* Required action:
Each record is to be transcribed exactly.

* Records supplied:
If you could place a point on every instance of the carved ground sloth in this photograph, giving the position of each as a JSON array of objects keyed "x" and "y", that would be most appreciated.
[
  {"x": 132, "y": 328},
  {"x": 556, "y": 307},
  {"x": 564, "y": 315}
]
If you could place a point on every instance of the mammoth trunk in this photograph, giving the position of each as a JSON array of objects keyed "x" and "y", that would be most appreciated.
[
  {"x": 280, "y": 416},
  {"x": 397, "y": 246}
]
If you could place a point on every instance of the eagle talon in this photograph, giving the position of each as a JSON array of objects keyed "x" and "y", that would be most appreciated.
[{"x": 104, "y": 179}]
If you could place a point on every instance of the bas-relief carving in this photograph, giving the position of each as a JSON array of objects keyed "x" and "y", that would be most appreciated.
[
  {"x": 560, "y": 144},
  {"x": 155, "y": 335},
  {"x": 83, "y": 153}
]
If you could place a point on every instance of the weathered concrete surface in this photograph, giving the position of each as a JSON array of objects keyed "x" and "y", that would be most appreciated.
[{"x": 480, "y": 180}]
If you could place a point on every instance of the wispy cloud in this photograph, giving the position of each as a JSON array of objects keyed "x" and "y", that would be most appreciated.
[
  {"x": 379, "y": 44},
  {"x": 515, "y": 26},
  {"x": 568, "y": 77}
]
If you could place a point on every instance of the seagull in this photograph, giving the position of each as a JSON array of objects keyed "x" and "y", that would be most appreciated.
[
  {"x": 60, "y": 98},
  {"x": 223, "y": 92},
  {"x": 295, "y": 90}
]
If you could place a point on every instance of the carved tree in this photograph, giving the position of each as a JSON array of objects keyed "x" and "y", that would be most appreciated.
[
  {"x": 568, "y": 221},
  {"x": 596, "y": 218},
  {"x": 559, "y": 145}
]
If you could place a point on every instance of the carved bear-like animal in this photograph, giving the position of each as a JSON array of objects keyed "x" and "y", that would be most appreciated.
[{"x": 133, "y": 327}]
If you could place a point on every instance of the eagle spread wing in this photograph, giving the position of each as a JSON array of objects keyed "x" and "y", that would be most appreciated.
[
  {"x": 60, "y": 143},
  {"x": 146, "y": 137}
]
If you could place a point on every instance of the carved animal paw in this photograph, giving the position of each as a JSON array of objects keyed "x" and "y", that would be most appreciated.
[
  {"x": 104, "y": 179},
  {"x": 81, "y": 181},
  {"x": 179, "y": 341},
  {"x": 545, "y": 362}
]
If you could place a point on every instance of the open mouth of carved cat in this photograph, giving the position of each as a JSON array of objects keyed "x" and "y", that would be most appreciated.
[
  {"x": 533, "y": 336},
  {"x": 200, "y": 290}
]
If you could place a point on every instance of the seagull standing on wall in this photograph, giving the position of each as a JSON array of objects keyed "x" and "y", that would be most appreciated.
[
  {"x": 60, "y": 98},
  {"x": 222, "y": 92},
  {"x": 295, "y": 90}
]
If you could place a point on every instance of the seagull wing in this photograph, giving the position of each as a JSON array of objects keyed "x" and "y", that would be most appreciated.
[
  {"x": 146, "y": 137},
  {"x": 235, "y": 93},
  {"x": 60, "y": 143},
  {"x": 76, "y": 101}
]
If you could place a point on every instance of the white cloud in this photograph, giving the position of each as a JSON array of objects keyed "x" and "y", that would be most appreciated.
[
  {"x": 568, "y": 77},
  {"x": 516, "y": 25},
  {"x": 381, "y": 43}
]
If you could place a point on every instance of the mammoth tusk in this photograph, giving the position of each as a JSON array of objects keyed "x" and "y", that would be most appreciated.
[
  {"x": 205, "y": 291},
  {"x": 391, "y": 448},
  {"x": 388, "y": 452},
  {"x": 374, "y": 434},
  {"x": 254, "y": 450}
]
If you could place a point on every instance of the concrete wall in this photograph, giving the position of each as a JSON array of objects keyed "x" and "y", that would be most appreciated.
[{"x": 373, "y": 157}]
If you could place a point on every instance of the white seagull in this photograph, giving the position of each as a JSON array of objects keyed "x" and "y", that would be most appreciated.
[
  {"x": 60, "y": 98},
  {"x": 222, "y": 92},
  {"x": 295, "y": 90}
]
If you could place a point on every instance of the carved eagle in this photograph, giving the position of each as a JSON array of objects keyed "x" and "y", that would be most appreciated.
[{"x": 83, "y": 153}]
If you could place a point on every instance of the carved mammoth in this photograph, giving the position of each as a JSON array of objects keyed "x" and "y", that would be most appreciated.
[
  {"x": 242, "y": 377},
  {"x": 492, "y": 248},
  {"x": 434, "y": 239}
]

* Task answer:
If you could place a point on every instance of the carved ground sloth in this photograph, giving the position of each as a JSON array of objects keyed "x" and "y", that would be most appreciated.
[
  {"x": 132, "y": 328},
  {"x": 556, "y": 307},
  {"x": 564, "y": 315}
]
If you could place a point on every instance of the mammoth trunk in this photograph, giving the position of each as a JSON array of objects keyed "x" and "y", that would be most appreciated.
[
  {"x": 280, "y": 416},
  {"x": 397, "y": 246}
]
If you could place a point on every instance of the eagle talon in this photograph, giving the position of each as a JSON array of objects keyed "x" and "y", that would be most appreciated.
[{"x": 104, "y": 179}]
If you could place a point on every instance of the bas-relief carving in this photograph, giving the position of each as a JSON array of objects keyed "x" and "y", that would be most appreciated.
[
  {"x": 560, "y": 144},
  {"x": 155, "y": 335},
  {"x": 83, "y": 153}
]
If you could place a point on every instance of the weathered concrete surface in this photograph, giving the position of each as a JSON array of objects keyed "x" and "y", that would be most appreciated.
[{"x": 480, "y": 180}]
If you could place a point on every instance of the wispy cloud in this photograph, giving the position of each as a JSON array of objects keyed "x" and "y", that would be most appreciated.
[
  {"x": 379, "y": 44},
  {"x": 515, "y": 26},
  {"x": 568, "y": 77}
]
If you could place a point on every instance of the seagull in this photograph, giving the position of each as a JSON array of objects keyed "x" and "y", that would be most appreciated.
[
  {"x": 60, "y": 98},
  {"x": 223, "y": 92},
  {"x": 295, "y": 90}
]
If you could place a point on every instance of the carved tree in this photograph, giving the position of each as a JSON array of objects keyed "x" and "y", that would be most appreciated.
[
  {"x": 568, "y": 221},
  {"x": 596, "y": 218},
  {"x": 559, "y": 145}
]
If you could place a point on every instance of the carved bear-like animal in this photograph, giving the position of each as a JSON array of objects keyed "x" and "y", that would be most appreciated.
[{"x": 133, "y": 327}]
If you could place a point on every instance of the eagle spread wing in this photograph, giving the position of each as a JSON array of objects keyed "x" and "y", that would be most appreciated.
[
  {"x": 60, "y": 143},
  {"x": 146, "y": 137}
]
If you could place a point on every instance of the carved animal paw in this photograph, giving the position of each as a JSON array of objects keyed "x" and "y", that would be most appreciated.
[
  {"x": 104, "y": 179},
  {"x": 81, "y": 181},
  {"x": 179, "y": 341},
  {"x": 545, "y": 362}
]
If you could place a point on every instance of the open mouth of carved cat in this photograph, giving the position of each as a JSON array of objects keyed "x" and "y", that would be most appreciated.
[
  {"x": 533, "y": 336},
  {"x": 200, "y": 290}
]
If you could place a point on every instance of the seagull standing on wall in this photograph, giving the position of each as a JSON array of objects keyed "x" and "y", that would be most appreciated.
[
  {"x": 60, "y": 98},
  {"x": 222, "y": 92},
  {"x": 295, "y": 90}
]
If you could place a point on every instance of the seagull wing in this photograph, giving the position of each as a JSON array of objects keyed "x" and "y", that would be most appreciated.
[
  {"x": 146, "y": 137},
  {"x": 235, "y": 93},
  {"x": 60, "y": 143},
  {"x": 76, "y": 101}
]
If you could place a point on every instance of the white cloud in this photograph, giving the position of each as a JSON array of objects keyed "x" and "y", that would be most appreciated.
[
  {"x": 568, "y": 77},
  {"x": 516, "y": 25},
  {"x": 381, "y": 43}
]
If you could place a point on every instance of the mammoth tusk in this photograph, giving the position of each as a JSON array of objects keyed "x" and "y", that would be most appreciated.
[
  {"x": 205, "y": 291},
  {"x": 391, "y": 448},
  {"x": 388, "y": 452},
  {"x": 374, "y": 434},
  {"x": 254, "y": 450}
]
If you could place a point on every instance of the concrete wall in this photograph, giving the position of each as a JSON array of objects keyed "x" and "y", that would be most appreciated.
[{"x": 373, "y": 157}]
If you could place a point on every instance of the white seagull in this photograph, giving the position of each as a JSON array of objects keyed "x" and "y", that would be most appreciated.
[
  {"x": 60, "y": 98},
  {"x": 222, "y": 92},
  {"x": 295, "y": 90}
]
If you could place a point on every instance of the carved eagle in this photograph, giving the position of each as a JSON array of objects keyed "x" and "y", that would be most appreciated.
[{"x": 83, "y": 153}]
If you could place a point on every instance of the carved mammoth in this photograph, giving the position of each as a JSON array of objects keyed "x" and "y", that would be most appreciated.
[
  {"x": 242, "y": 377},
  {"x": 492, "y": 248},
  {"x": 434, "y": 239}
]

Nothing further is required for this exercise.